---- THE RECORDS
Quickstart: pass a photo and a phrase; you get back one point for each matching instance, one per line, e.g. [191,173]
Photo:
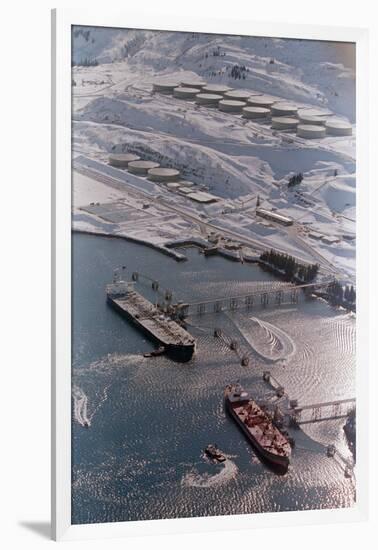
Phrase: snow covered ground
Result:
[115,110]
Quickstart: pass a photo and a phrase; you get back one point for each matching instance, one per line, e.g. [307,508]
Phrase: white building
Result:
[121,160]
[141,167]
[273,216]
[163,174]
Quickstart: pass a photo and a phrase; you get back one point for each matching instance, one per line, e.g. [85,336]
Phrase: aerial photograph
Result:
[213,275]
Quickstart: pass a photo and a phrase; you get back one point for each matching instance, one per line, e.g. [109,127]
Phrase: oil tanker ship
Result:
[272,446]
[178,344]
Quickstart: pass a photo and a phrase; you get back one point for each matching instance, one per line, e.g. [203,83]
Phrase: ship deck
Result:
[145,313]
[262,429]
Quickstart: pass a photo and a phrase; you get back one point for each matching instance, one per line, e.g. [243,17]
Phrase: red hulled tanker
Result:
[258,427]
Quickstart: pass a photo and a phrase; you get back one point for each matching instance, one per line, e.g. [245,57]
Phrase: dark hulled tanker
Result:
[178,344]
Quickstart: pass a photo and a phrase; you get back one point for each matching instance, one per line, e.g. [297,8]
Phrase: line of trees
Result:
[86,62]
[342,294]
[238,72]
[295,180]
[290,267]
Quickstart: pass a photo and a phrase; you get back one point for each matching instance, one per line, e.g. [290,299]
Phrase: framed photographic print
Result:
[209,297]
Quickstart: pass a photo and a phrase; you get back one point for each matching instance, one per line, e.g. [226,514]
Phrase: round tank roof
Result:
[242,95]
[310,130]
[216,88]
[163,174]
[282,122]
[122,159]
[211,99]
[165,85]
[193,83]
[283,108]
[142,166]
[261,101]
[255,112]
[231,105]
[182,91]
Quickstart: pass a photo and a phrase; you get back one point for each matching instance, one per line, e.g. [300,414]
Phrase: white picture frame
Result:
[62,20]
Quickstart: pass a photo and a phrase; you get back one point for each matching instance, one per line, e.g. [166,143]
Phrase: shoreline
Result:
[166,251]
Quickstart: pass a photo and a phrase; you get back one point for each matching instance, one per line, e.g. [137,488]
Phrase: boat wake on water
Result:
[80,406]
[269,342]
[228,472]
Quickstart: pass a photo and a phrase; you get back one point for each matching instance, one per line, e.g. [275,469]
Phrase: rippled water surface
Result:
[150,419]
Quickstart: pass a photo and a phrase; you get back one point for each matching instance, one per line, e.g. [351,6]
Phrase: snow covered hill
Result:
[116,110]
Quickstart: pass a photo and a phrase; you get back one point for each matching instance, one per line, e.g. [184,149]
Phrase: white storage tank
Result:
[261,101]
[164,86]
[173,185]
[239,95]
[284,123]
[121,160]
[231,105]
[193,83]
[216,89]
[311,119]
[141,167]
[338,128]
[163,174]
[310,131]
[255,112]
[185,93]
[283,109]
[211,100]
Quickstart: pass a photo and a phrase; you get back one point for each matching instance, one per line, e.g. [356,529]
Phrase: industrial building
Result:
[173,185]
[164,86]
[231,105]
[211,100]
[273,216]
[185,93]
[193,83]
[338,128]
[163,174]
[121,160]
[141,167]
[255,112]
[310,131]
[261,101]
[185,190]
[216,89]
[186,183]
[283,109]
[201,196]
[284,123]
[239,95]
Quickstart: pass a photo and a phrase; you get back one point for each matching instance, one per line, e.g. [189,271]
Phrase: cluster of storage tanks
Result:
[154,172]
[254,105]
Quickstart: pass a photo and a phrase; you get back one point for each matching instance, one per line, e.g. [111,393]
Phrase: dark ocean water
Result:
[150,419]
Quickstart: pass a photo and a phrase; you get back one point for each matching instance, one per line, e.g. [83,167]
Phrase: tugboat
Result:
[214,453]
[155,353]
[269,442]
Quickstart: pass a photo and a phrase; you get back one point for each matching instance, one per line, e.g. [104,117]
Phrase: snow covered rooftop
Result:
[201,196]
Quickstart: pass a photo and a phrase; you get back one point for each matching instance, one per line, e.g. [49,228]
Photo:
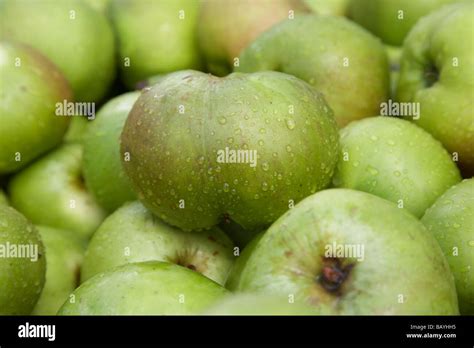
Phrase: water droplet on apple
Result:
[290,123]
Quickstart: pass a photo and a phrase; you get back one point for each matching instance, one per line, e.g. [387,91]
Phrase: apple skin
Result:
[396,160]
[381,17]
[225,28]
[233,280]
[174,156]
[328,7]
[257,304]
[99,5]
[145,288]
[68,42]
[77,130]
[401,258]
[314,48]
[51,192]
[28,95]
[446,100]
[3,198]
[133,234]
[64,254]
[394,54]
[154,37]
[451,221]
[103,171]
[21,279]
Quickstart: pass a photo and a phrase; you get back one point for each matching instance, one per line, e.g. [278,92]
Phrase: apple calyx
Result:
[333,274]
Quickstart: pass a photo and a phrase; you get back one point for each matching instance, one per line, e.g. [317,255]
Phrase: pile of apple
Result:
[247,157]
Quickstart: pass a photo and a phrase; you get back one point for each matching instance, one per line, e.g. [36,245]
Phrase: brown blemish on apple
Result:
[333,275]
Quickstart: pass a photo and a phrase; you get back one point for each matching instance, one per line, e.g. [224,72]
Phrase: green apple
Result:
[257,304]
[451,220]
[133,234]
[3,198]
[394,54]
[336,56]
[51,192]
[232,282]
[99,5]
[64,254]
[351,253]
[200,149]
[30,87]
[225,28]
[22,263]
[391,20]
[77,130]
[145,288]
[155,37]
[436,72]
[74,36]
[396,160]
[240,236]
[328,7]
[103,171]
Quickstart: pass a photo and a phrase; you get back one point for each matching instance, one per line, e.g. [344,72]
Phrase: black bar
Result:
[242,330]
--------
- _ACTIVITY_
Only the text of the listing above is wanted, transcribed exactly, without its images.

- _YOUR RESPONSE_
Quickstart: pass a photo and a phrase; you get back one point for each matching instance, one per line, e.g. [191,173]
Photo:
Phrase: snow covered ground
Result:
[115,110]
Quickstart: pass a photo and a phrase; you get back one point for each matching instance, one per line, e.g. [307,508]
Phrase: white building
Result:
[121,160]
[141,167]
[273,216]
[163,174]
Quickstart: pass a photo and a phrase; you get back one point for each matching instance, one per line, e.g. [85,336]
Phrase: aerial photograph
Result:
[213,275]
Quickstart: pass a photo and a phrase; you get back one point for each matching instance, one per line, e.g. [109,127]
Phrase: oil tanker ship
Result:
[272,446]
[178,344]
Quickstart: pass a photo and a phrase; you get back one point for each matching instance, one per line, e.g. [203,83]
Phrase: ship deck
Result:
[145,313]
[262,429]
Quickstart: pass a photo and a phrase; you get back one point for each matching instance, one per line, e.g. [243,17]
Phrase: red hulled tanker
Result:
[258,427]
Quickstart: pass a photo and a phrase; you get back one point for each matching instance, one per line, e.g. [245,57]
Phrase: dark hulled tanker
Result:
[178,344]
Quickstart: pass a photo and a phrase; you get back one point for each matching instance, one per line, e.g. [297,8]
Phrase: line of trees
Result:
[86,62]
[342,294]
[238,72]
[295,180]
[290,267]
Quickstart: pass a photo and a phrase; you get back one point for each matching instance, one per line, e.g. [290,299]
Phrase: framed photographic print
Result:
[209,297]
Quickstart: pass a photo and a phrase; you get back one point for each matching instance, one per line, e.g. [226,514]
Phrase: round tank roof
Result:
[242,95]
[310,130]
[216,88]
[163,174]
[282,122]
[122,159]
[211,99]
[165,85]
[193,83]
[283,108]
[142,166]
[261,101]
[255,112]
[231,105]
[182,91]
Quickstart: pass a photo and a phrase; you get back one point for each matching instance, one per line, e.g. [300,414]
Phrase: white picture frame
Result:
[62,20]
Quickstart: pass a photo and a phrase; you get back one point for each matching instance, one per line, e.g. [166,143]
Phrase: shoreline
Result:
[166,251]
Quickstart: pass a photo and a phrase; you get back one point for each matching instance, one per line, e.g. [137,488]
Phrase: boat wake on water
Result:
[80,406]
[269,342]
[228,472]
Quickstart: pass a photo and a phrase; you get back one point for each matching instance, one per line, e.g. [275,469]
Phrase: rippled water surface
Result:
[150,419]
Quickstart: pass a photo and a phrase; you get back one point for each matching instance, one per line, e.g. [351,6]
Phrase: snow covered hill
Result:
[116,110]
Quickstart: pass a photo and a phrase; you get back one point for each matching instance, one per line, e.g. [184,149]
Phrase: white storage tank
Result:
[261,101]
[164,86]
[173,185]
[239,95]
[284,123]
[121,160]
[231,105]
[193,83]
[216,89]
[311,119]
[141,167]
[338,128]
[163,174]
[310,131]
[255,112]
[185,93]
[283,109]
[211,100]
Quickstart: pass a photo and a phrase; you get back one point for each matching instance, one per line, e.g. [356,529]
Phrase: industrial building
Result:
[173,185]
[164,86]
[231,105]
[211,100]
[273,216]
[185,93]
[193,83]
[338,128]
[163,174]
[121,160]
[141,167]
[255,112]
[310,131]
[261,101]
[185,190]
[216,89]
[186,183]
[283,109]
[201,196]
[284,123]
[239,95]
Quickstart: pass a photo and a phrase; you get back one point for each matching instance, one per line, e.g. [189,271]
Phrase: cluster of storage tanks
Result:
[154,172]
[254,105]
Quickstart: pass a photo and a phrase; you get back one point for each matching instance, one per line, e.g. [111,393]
Phrase: dark ocean water
Result:
[150,419]
Quickstart: pass a photo and a phrase; you get back one point for each matching instance, one per line, e.g. [83,167]
Phrase: tugboat
Result:
[214,453]
[155,353]
[269,442]
Quickstart: pass a photo and a phrase; you get back one point for each matching instance, one per line, e.g. [104,117]
Phrase: snow covered rooftop
Result:
[201,196]
Quickstart: pass a photo and a phrase; you get back one point for each matching instance, one per line, e.g. [49,228]
Photo:
Phrase: water droplet on apple
Result:
[290,123]
Quickstart: pass a photo and a phrase; you get back one point for each matching instance, one per line, e.g. [387,91]
Phrase: apple skin
Result:
[396,160]
[381,17]
[225,28]
[233,280]
[174,156]
[328,7]
[257,304]
[99,5]
[145,288]
[68,42]
[77,130]
[401,258]
[314,48]
[51,192]
[28,95]
[446,100]
[3,198]
[133,234]
[64,254]
[394,54]
[154,37]
[451,221]
[103,171]
[21,279]
Quickstart: pass a photo and a phrase; you get back one point for each matching instance, one per line, e.g. [278,92]
Phrase: apple calyx
Result:
[333,274]
Quickstart: pass a photo and a phrase; you get back one point for each matching instance, one per line, e.g. [317,255]
Phrase: pile of apple
Result:
[247,157]
Quickstart: pass a photo and a phrase; you get back one point for each matching instance, one per line, e.g. [36,245]
Phrase: brown blemish on apple
Result:
[333,275]
Quickstart: pass a photo and a phrase; you get back one point for each matching instance, one per line, e.g. [224,72]
Phrase: green apple
Result:
[257,304]
[451,220]
[133,234]
[3,198]
[394,54]
[336,56]
[51,192]
[232,282]
[99,5]
[64,254]
[351,253]
[200,149]
[30,87]
[225,28]
[22,263]
[391,20]
[77,130]
[145,288]
[155,37]
[436,72]
[74,36]
[396,160]
[240,236]
[328,7]
[103,171]
Quickstart: pass a photo and a phrase; you get back one point for each matching instance, one per line, e.g. [344,72]
Phrase: black bar
Result:
[242,330]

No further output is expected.